WHAT IS NEEDED:
Give back only the lines from the one with "Where can the man's dark hair" through the last line of the data, exactly as they appear.

Location labeling records
[Start]

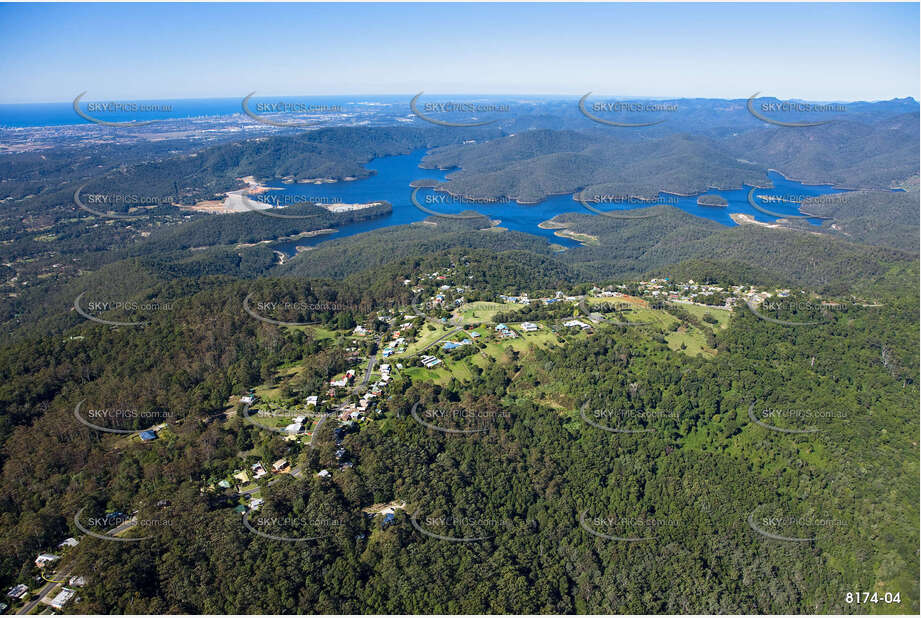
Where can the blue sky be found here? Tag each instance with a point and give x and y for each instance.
(163, 51)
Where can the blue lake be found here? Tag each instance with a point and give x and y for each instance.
(393, 176)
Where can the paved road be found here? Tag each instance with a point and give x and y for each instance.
(28, 607)
(445, 336)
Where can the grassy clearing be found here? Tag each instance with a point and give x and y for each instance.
(722, 315)
(694, 341)
(426, 337)
(482, 311)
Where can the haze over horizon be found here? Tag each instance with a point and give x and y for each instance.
(832, 52)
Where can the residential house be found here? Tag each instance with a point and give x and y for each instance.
(62, 598)
(44, 560)
(258, 470)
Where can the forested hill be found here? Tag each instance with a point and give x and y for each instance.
(624, 248)
(538, 471)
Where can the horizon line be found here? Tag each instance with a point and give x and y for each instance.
(409, 95)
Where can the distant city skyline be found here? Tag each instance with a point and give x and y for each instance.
(818, 52)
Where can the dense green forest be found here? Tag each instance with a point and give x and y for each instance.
(699, 474)
(609, 468)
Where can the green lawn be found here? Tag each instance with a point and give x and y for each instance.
(425, 338)
(692, 338)
(483, 311)
(721, 315)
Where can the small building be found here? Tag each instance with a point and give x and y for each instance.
(44, 560)
(430, 361)
(294, 428)
(62, 598)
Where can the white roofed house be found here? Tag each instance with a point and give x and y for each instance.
(62, 598)
(44, 560)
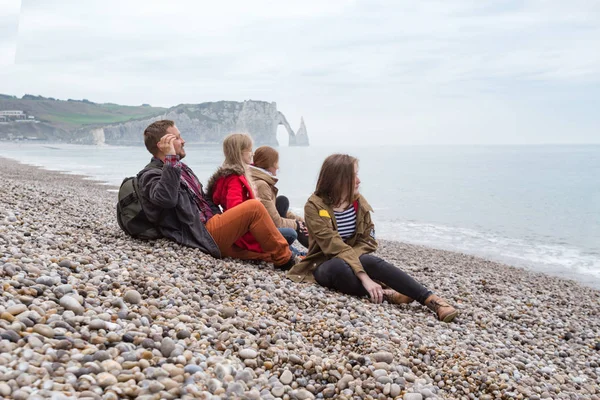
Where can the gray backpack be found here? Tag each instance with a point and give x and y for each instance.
(130, 213)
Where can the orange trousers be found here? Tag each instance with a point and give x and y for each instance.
(249, 216)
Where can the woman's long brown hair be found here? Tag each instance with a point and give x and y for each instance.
(337, 180)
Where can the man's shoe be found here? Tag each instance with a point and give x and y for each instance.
(445, 312)
(288, 265)
(393, 297)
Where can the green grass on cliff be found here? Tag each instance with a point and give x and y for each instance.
(75, 114)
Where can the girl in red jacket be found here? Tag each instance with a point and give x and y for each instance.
(232, 184)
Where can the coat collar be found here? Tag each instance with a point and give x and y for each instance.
(363, 205)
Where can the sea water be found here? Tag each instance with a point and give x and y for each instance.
(536, 207)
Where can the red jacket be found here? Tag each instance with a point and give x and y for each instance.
(228, 187)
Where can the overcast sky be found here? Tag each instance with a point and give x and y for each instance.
(401, 72)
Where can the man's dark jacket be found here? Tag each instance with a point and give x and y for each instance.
(168, 203)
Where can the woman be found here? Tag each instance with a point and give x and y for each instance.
(343, 236)
(231, 185)
(264, 175)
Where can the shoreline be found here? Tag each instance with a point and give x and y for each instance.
(585, 278)
(94, 312)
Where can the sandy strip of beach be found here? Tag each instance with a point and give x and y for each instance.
(87, 312)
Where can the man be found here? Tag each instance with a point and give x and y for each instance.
(173, 199)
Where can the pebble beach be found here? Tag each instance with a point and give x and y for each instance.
(87, 312)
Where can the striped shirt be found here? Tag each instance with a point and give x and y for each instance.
(346, 221)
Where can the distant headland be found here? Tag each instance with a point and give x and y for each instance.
(85, 122)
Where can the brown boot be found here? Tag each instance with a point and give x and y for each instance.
(393, 297)
(444, 311)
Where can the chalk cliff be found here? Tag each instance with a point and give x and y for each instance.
(301, 137)
(198, 123)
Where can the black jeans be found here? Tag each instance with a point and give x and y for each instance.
(336, 274)
(283, 205)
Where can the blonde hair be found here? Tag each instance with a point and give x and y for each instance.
(234, 145)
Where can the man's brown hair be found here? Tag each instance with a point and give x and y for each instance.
(265, 157)
(337, 180)
(154, 132)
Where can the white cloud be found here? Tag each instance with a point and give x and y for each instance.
(9, 25)
(403, 72)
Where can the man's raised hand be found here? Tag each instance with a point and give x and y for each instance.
(165, 145)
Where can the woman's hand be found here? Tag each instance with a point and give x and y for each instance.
(375, 290)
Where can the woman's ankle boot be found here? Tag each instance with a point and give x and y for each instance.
(445, 312)
(393, 297)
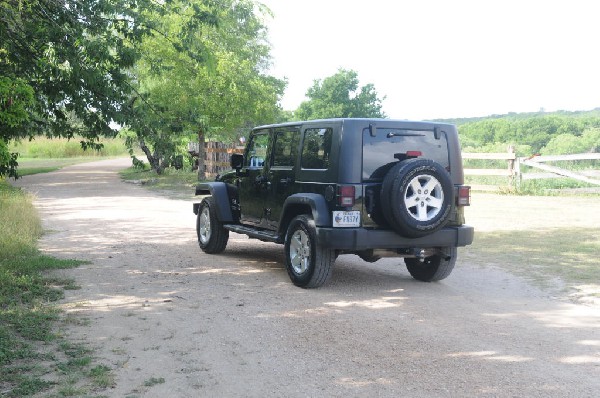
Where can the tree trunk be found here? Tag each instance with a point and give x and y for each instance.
(201, 154)
(153, 159)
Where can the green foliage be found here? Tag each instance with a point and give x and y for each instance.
(16, 96)
(26, 318)
(563, 132)
(340, 96)
(568, 143)
(204, 75)
(65, 67)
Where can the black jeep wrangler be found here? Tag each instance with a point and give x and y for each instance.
(372, 187)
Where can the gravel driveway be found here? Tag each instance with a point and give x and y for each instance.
(233, 325)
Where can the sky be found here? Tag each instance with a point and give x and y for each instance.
(443, 58)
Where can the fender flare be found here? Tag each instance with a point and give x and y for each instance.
(218, 190)
(317, 204)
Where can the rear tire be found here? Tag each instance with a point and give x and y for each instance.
(434, 268)
(212, 237)
(308, 264)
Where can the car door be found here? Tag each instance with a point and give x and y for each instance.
(281, 173)
(254, 184)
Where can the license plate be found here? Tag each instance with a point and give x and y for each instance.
(343, 219)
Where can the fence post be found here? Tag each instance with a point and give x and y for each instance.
(511, 167)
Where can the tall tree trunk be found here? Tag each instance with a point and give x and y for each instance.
(201, 154)
(153, 159)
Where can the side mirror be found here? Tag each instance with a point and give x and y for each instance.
(236, 161)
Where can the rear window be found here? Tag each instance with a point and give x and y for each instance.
(382, 152)
(317, 148)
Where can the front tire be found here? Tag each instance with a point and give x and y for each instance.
(308, 264)
(433, 268)
(212, 237)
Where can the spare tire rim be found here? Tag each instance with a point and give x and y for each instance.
(204, 232)
(424, 197)
(300, 251)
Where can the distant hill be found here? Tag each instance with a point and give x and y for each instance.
(523, 115)
(558, 132)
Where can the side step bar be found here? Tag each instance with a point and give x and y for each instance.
(264, 235)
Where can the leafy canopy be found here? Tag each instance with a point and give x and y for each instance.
(340, 96)
(64, 66)
(204, 75)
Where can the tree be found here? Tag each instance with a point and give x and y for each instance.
(340, 96)
(204, 76)
(73, 57)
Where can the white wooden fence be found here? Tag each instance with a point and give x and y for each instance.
(515, 175)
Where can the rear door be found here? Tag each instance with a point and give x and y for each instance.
(254, 180)
(281, 173)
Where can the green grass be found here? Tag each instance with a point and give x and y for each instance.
(57, 148)
(539, 187)
(31, 345)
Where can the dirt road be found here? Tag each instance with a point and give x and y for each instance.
(233, 325)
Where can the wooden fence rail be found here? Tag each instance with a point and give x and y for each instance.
(514, 163)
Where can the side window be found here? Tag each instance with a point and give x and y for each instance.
(285, 147)
(316, 148)
(257, 150)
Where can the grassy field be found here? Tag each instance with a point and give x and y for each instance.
(552, 242)
(34, 355)
(44, 155)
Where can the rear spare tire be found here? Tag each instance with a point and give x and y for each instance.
(416, 197)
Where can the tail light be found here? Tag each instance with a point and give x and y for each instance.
(346, 195)
(413, 154)
(464, 196)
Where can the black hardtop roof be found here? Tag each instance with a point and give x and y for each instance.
(390, 123)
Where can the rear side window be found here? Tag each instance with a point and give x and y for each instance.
(257, 150)
(382, 152)
(316, 150)
(285, 147)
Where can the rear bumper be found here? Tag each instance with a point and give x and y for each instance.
(362, 239)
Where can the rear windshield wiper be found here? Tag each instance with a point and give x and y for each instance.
(393, 134)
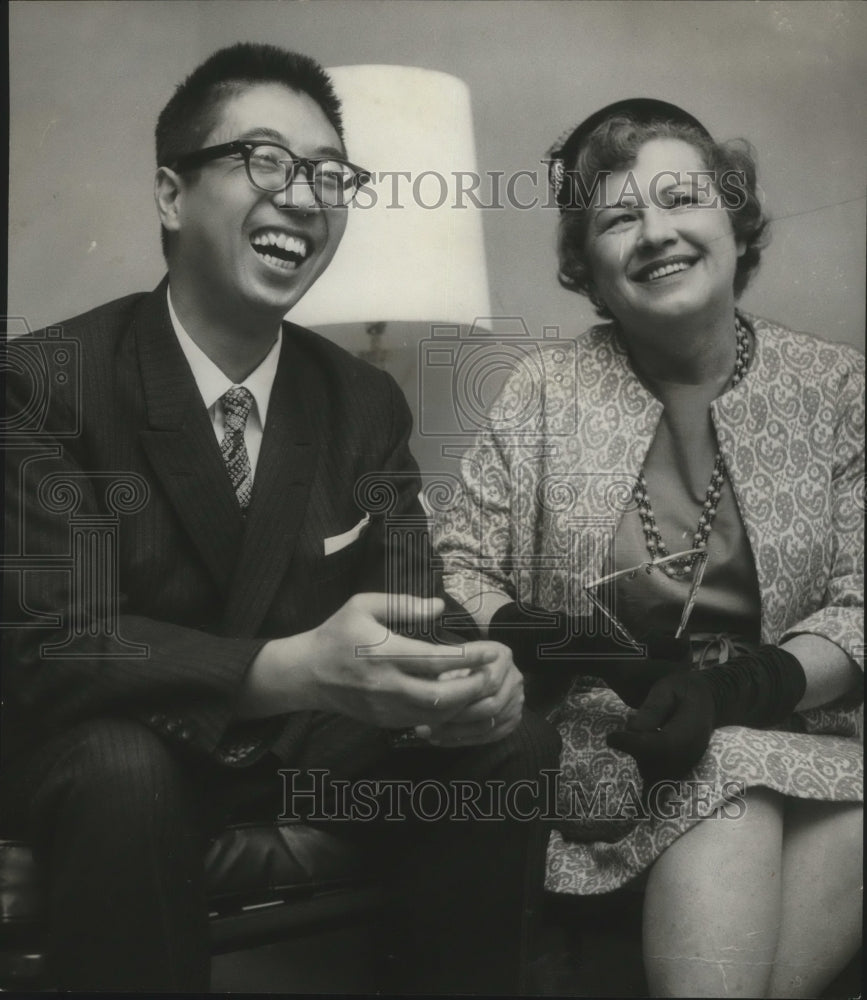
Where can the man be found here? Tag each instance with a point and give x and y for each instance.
(251, 578)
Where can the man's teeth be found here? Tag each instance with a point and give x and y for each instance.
(280, 248)
(661, 272)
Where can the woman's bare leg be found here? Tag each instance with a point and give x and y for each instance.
(713, 903)
(821, 906)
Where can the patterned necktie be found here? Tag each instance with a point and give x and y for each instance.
(236, 408)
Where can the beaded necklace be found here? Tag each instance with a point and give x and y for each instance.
(652, 537)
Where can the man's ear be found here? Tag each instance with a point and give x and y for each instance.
(167, 195)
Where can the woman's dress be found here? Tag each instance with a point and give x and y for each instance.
(806, 576)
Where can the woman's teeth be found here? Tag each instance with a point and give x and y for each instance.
(665, 270)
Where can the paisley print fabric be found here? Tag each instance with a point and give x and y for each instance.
(543, 490)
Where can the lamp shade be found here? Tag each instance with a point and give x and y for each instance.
(413, 249)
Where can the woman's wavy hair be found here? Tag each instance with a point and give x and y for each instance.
(614, 146)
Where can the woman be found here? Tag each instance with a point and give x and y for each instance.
(680, 424)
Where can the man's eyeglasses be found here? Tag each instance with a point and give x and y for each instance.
(274, 168)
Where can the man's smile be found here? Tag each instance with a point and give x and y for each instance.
(286, 251)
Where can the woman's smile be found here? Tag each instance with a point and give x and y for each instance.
(667, 250)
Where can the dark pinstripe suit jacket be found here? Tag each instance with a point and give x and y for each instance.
(199, 587)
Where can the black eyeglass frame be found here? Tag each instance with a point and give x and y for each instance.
(199, 157)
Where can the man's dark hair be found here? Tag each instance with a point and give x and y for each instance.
(194, 108)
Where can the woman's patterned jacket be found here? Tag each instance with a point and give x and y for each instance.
(549, 477)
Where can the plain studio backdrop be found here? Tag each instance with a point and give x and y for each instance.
(88, 80)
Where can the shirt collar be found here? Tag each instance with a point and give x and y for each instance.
(212, 382)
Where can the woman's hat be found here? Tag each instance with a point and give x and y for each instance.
(643, 110)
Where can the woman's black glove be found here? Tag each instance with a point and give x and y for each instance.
(588, 651)
(671, 731)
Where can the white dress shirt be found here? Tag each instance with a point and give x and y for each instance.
(213, 383)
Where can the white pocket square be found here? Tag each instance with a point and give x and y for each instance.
(338, 542)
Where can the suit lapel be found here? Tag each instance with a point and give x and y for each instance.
(181, 445)
(281, 490)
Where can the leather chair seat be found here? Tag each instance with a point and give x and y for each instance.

[End]

SOLUTION TO THE PROBLEM:
Where can the man's dark hair be found here? Tag each instance with a point and give x and y for each instance.
(194, 108)
Where can the woman's patterned jacket be found here? Tag each instance with a point and give x and y for each instance.
(549, 477)
Where can the plain studio backdrop be found here? Tag each instance with a point and give x and y for each instance.
(88, 80)
Where can the shirt collar be found here? Tag each instance with a point and give x and y for each instance.
(212, 382)
Where can the woman's hat be found here? Tag each instance with a point and give x and y for each instance.
(643, 110)
Where can the woman's black glove be found here? Tag each instance with a point and give x and y for each instance.
(588, 651)
(671, 731)
Where can the white dress shirt be found here? Tag each instance with a point and give x and y for each instance.
(213, 383)
Where can the white pocket square be found here? Tag each instance with a point and give x and y for each instance.
(338, 542)
Where can the suit lapel be found here? Tag each instance with a point and give x and y for each instance.
(181, 445)
(281, 490)
Where can the leather chair seat be found here? Tag each instance with a point and give x and y for each instance.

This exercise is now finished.